(Instrucciones de tareas)
- a) Indique si cada una de las siguientes afirmaciones concuerda con el fragmento sobre la primavera y la unidad cristiana. Responda sí o no y cite textualmente las palabras decisivas. (i) Jesús instituyó la Santa Cena en primavera. (ii) El fragmento sostiene que el cristianismo actual está unido. (iii) Pablo preguntó a los romanos si Cristo estaba dividido.
- b) En el fragmento sobre la primavera y la unidad cristiana, reproduzca el pasaje que va de "Entonces fue cuando" a "y C. 38:27.)" y sustituya "fervor" por "ardor".
- c) Prosiga el fragmento sobre la primavera y la unidad cristiana a partir de su última oración.

(Fragmento del documento)
Mark E. PetersenLa primavera es una estación gratísima.  Es cuando toda cosa viviente parece renovarse; la promesa del futuro parece más brillante y la esperanza llega a su apogeo.  Efectivamente, es una época en que vuelven a despertar el valor y la confianza.

¡Primavera!  Tiempo de renovación, el renacimiento de todo lo viviente que nos rodea, pero sobre todo, una reafirmación de la promesa divina de la vida eterna.  Fue en primavera cuando el Salvador hizo posible todo esto, mediante su sacrificio expiatorio y su propia resurrección.

Fue en primavera cuando Jesús reunió a sus discípulos e instituyó el sacramento de la Santa Cena como recordatorio constante de su crucifixión.

Fue en primavera cuando El, orando tan humildemente en el jardín, dio el ejemplo divino al decir:

«No sea como yo quiero, sino como tú.» (Mat. 26:39.)

Entonces fue cuando rogó con tanto fervor por sus discípulos, para que estuviesen unidos en la causa celestial, tal como El y su padre son uno (Juan 17:11).

En los primeros días de la restauración dijo también a los que le seguían:

«Sed uno; y si no sois uno, no sois míos.” (D. y C. 38:27.)

Esta unanimidad, esta unidad de acción y propósito, era esencial para la obra.  No había lugar entre sus discípulos para el conflicto ni para la disensión, porque, como Pablo preguntó a los corintios contenciosos: «¿Está dividido Cristo?» (1Cor. 1:13).

Cuando Jesús estableció su Iglesia, hace casi 2,000 años, fue con la esperanza de que todos los hombres llegasen a la unidad de la fe y del conocimiento del Hijo de Dios, a un estado de perfección; que en realidad, llegásemos a ser como El (Efe. 4:13).

Pero el cristianismo actual no está unido.  Entre los que profesan creer en Cristo hay grandes diferencias, muchos conflictos, contiendas, y a veces hasta enemistad, lo cual es totalmente contrario al humilde ruego por la unidad que Jesús hizo poco antes de su crucifixión.

(Material presentado)
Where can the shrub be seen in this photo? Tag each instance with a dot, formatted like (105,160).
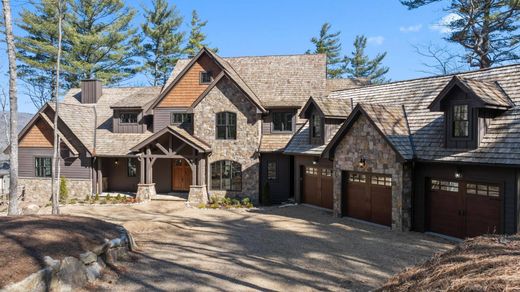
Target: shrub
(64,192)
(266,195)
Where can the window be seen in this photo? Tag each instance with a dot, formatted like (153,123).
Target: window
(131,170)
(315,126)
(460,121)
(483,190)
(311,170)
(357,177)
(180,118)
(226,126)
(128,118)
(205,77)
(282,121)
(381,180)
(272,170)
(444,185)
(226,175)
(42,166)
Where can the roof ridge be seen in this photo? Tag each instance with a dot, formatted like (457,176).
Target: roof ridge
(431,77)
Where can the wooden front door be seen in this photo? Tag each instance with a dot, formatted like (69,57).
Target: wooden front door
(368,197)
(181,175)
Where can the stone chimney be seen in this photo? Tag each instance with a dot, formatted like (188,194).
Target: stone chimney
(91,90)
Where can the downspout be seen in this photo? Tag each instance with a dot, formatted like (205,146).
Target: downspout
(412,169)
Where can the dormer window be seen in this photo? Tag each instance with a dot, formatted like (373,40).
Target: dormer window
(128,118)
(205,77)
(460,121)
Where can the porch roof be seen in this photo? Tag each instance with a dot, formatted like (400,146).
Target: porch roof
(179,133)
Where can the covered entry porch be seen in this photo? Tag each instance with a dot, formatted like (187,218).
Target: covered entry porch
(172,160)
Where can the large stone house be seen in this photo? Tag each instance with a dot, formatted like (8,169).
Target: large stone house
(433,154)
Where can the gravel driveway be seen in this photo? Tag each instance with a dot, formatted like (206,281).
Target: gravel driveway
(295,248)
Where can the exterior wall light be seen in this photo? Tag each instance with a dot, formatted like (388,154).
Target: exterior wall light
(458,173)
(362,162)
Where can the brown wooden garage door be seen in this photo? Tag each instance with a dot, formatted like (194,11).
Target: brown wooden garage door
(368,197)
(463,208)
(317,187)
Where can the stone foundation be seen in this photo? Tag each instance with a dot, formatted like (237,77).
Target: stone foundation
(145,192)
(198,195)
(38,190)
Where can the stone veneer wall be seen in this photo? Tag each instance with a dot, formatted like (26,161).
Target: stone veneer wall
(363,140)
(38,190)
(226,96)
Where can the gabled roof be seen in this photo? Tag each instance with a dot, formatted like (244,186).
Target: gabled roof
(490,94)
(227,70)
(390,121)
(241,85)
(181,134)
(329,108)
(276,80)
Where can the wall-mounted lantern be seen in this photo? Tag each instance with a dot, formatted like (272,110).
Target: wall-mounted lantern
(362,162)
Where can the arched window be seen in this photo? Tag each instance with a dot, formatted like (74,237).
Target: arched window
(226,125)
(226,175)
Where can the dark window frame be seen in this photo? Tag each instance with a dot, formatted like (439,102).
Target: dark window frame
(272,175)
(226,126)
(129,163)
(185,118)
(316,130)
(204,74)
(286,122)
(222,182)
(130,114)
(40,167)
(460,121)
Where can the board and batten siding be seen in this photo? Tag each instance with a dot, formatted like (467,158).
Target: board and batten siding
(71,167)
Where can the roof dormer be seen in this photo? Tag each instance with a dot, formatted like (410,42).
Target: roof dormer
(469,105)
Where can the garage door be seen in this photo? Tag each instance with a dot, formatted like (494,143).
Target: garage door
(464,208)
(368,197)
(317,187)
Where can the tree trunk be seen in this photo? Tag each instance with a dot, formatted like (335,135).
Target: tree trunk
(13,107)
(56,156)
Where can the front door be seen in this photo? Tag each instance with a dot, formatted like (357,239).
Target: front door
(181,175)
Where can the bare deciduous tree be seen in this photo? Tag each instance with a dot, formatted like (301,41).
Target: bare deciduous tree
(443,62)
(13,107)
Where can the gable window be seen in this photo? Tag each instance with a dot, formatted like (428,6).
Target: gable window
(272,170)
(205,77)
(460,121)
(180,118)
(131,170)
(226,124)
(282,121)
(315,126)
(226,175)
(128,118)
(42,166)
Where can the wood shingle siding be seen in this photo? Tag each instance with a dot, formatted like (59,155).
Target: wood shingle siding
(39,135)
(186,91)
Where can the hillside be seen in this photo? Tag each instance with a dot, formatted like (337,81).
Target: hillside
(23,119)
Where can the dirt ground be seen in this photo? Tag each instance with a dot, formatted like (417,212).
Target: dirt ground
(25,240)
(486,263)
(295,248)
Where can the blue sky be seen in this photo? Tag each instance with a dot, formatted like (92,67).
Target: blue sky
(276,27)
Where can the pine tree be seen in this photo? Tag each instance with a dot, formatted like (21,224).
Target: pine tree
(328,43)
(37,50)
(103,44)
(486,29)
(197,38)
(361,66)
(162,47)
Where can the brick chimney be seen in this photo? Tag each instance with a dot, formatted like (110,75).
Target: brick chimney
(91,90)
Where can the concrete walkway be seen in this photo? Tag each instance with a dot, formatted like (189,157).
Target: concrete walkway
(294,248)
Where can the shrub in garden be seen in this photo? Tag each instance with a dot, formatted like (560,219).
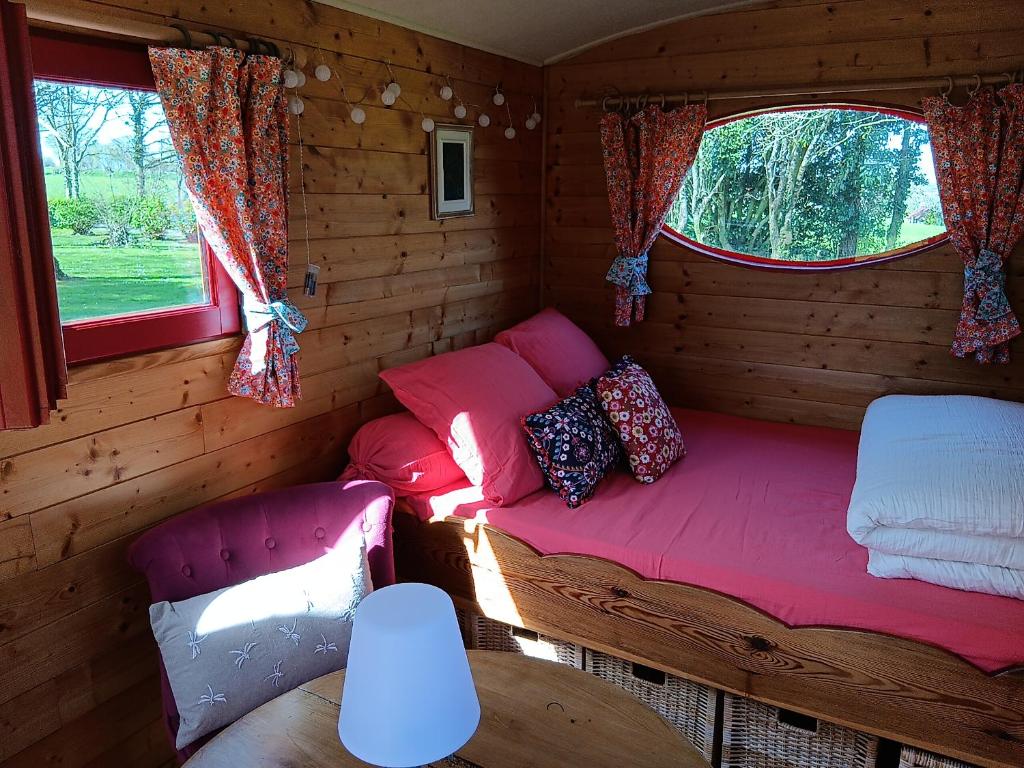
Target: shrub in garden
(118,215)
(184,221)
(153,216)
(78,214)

(Respuestas por tarea)
- a)
(i) Sí: «Fue en primavera cuando Jesús reunió a sus discípulos e instituyó el sacramento de la Santa Cena».
(ii) No: «Pero el cristianismo actual no está unido».
(iii) No: «como Pablo preguntó a los corintios contenciosos».

- b)
Entonces fue cuando rogó con tanto ardor por sus discípulos, para que estuviesen unidos en la causa celestial, tal como El y su padre son uno (Juan 17:11).

En los primeros días de la restauración dijo también a los que le seguían:

«Sed uno; y si no sois uno, no sois míos.” (D. y C. 38:27.)

- c)
Bien podríamos preguntar como el apóstol Pablo: “¿Está dividido Cristo», Fue él quien suplicó a los corintios que se apartaban sin rumbo:

«Os ruego, pues, hermanos, por el nombre de nuestro Señor Jesucristo, que habléis todos una misma cosa, y que no haya entre vosotros divisiones, sino que estéis perfectamente unidos en una misma mente y en un mismo parecer.» (1Cor. 1:10.)

Pablo nombró cuatro subdivisiones o sectas separadas que ya existían en Corinto, cosa que condenó con firmeza (1Cor. 1:12).  Sus antiguos conversos de esa ciudad incluso empezaron a cambiar las doctrinas de Cristo, hasta negar Su resurrección (1Cor. 15:12).

Pero eso no es todo.  La división siguió desarrollándose entre la cristiandad durante ese primer siglo después de Cristo.  La mayoría de las epístolas del Nuevo Testamento se escribieron para combatir esa división.

Pablo reprendió no sólo a los corintios por su disensión, sino también a los gálatas, diciéndoles:

«Estoy maravillado de que tan pronto os hayáis alejado del que os llamó por la gracia de Cristo, para seguir un evangelio diferente.

No que haya otro, sino que hay algunos que… quieren pervertir el Evangelio de Cristo.» (Gal. 1:6-7.)

Vaticinó la disensión en otras partes cuando dijo:

«Yo sé que después de mi partida entrarán en medio de vosotros lobos rapaces, que no perdonarán al rebaño. … se levantarán hombres que hablen cosas perversas para arrastrar tras sí a los discípulos.» (Hechos 20:29-30.)

Pedro, predijo la aparición de falsos maestros, diciendo que «muchos seguirán sus disoluciones» (2 Pedro 2:2).

Pablo le dijo a Tito: «Hay aún muchos contumaces, habladores de vanidades y engañadores» (Tito 1:10), y Judas escribió de burladores que en el postrer tiempo «andarán según sus malvados deseos», separándose de la Iglesia de Dios (Judas 18-19).

Esta separación continuó después del tiempo de los Apóstoles.  Los historiadores nos dicen que en el primer siglo del cristianismo surgieron no menos de treinta diferentes facciones contendientes, dividiendo la Iglesia original en una confusión de grupos sectarios discordes.  Ya no había unión entre la cristiandad.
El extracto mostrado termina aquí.